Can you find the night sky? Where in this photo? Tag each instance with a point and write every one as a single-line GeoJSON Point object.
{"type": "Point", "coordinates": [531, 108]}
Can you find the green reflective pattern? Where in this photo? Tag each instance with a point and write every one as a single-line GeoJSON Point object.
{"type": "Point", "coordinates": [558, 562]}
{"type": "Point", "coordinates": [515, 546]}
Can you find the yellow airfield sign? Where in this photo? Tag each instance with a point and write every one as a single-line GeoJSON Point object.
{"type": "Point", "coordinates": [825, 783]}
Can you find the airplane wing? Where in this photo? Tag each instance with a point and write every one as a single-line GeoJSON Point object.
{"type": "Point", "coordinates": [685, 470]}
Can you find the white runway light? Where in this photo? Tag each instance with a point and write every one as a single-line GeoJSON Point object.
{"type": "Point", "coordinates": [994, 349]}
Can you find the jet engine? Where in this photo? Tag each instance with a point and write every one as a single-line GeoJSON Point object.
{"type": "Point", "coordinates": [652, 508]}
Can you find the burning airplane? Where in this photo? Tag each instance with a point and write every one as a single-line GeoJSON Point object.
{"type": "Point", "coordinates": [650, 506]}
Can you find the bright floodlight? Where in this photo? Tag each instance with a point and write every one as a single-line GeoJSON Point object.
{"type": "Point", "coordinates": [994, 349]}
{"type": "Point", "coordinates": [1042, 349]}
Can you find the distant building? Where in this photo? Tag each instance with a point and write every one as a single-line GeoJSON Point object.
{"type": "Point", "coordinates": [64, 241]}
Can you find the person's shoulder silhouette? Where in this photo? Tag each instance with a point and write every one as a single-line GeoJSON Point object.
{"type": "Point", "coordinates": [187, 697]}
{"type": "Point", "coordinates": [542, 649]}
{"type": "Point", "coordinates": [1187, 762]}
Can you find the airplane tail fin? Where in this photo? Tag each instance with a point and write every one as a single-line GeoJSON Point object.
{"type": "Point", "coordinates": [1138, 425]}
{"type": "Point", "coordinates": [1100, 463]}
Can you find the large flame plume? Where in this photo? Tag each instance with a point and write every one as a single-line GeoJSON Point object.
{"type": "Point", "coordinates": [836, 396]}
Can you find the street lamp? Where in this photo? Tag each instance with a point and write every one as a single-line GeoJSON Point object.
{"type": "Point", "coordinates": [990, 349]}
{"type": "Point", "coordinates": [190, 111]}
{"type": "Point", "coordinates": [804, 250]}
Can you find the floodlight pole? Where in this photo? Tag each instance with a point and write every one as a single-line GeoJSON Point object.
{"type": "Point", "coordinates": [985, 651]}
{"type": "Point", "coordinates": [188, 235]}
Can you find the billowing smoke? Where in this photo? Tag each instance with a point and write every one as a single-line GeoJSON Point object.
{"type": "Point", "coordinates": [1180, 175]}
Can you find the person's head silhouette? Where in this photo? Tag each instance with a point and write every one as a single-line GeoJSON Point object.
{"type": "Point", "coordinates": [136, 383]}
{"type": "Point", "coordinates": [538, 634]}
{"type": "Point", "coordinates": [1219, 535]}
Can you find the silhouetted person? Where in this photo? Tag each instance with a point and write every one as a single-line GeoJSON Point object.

...

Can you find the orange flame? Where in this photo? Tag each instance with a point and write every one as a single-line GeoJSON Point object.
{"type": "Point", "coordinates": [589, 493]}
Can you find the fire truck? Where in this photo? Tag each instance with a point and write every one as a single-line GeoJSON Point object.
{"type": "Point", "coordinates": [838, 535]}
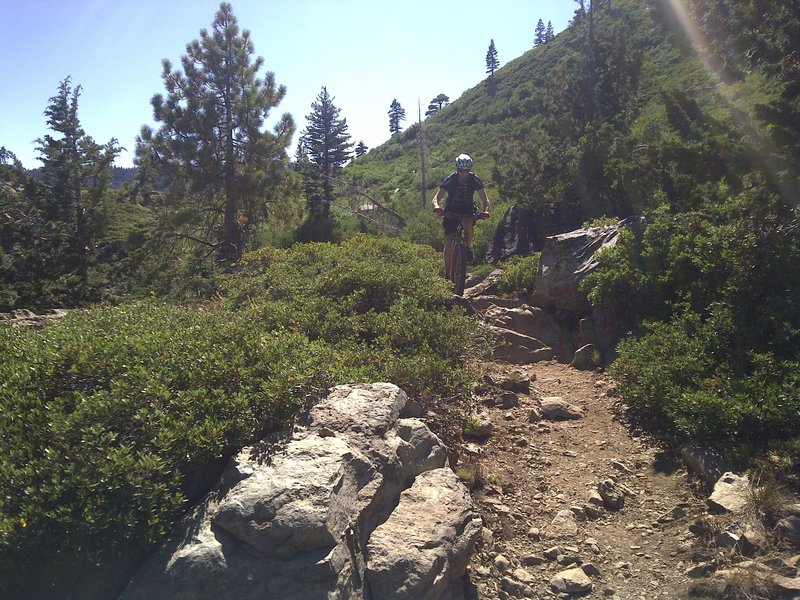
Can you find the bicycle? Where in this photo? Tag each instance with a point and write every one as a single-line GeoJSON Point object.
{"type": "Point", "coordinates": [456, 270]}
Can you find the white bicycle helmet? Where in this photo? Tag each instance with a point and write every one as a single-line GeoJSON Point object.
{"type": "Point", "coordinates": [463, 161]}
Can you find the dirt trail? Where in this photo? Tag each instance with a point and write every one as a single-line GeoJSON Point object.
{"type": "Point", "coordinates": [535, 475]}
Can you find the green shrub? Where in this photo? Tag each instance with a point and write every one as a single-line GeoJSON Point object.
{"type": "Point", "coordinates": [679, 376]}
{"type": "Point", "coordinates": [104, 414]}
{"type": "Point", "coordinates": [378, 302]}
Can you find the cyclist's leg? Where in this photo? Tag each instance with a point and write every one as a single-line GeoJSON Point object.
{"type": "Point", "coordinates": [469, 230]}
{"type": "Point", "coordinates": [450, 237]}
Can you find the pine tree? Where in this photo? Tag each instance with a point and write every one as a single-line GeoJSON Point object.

--

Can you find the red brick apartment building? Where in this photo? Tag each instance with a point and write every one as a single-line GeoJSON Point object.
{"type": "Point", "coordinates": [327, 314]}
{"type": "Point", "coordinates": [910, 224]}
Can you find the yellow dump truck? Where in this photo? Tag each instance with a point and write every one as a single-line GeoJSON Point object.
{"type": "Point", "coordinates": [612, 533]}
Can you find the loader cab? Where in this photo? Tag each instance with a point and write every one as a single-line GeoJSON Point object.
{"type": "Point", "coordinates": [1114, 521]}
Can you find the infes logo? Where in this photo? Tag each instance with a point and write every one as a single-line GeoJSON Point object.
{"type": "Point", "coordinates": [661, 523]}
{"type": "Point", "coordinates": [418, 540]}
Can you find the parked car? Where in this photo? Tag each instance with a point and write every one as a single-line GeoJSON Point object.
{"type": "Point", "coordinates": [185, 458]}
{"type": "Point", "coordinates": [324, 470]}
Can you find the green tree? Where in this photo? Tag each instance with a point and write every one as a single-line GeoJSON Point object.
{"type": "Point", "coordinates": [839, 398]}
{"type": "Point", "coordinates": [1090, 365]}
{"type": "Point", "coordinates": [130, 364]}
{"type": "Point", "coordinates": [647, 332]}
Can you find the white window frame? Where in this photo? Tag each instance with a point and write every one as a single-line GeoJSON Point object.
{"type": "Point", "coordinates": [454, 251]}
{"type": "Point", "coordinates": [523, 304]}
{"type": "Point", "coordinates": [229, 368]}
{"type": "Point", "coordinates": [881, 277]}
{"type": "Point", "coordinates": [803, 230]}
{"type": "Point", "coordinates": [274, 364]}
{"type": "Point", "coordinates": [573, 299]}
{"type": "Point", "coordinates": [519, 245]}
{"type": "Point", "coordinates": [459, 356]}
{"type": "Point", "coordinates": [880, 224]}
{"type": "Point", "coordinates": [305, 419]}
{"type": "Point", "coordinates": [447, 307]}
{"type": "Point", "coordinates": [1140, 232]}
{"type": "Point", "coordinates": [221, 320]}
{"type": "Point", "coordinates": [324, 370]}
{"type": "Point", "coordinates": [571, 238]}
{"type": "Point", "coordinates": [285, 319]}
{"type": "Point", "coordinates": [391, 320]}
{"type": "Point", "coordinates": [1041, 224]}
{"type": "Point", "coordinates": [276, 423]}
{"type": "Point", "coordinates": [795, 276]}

- YOUR OBJECTIVE: Repeat the records from the line that contains "Can you find the dirt" through the line that contains "Can you find the pine", swapping "shrub" for "bush" and leaving all else as it stands.

- RESPONSE:
Can you find the dirt trail? Where in this photo? Tag each instance with a point and write every one as a single-line GeoJSON Point object.
{"type": "Point", "coordinates": [535, 475]}
Can you find the green bush? Where in this photo? Tag each instance with a point and write every one as a single-line GeoJSON Point object.
{"type": "Point", "coordinates": [679, 376]}
{"type": "Point", "coordinates": [104, 414]}
{"type": "Point", "coordinates": [378, 302]}
Can you find the cyclist's leg? Where in this photo? Tag each instance with a point and write every one as a single-line GeoJSON Point object.
{"type": "Point", "coordinates": [469, 230]}
{"type": "Point", "coordinates": [450, 237]}
Can you find the pine tree? Where in this photo? Tag each instance with a point and write every one as a single-line GeoJSON Point object.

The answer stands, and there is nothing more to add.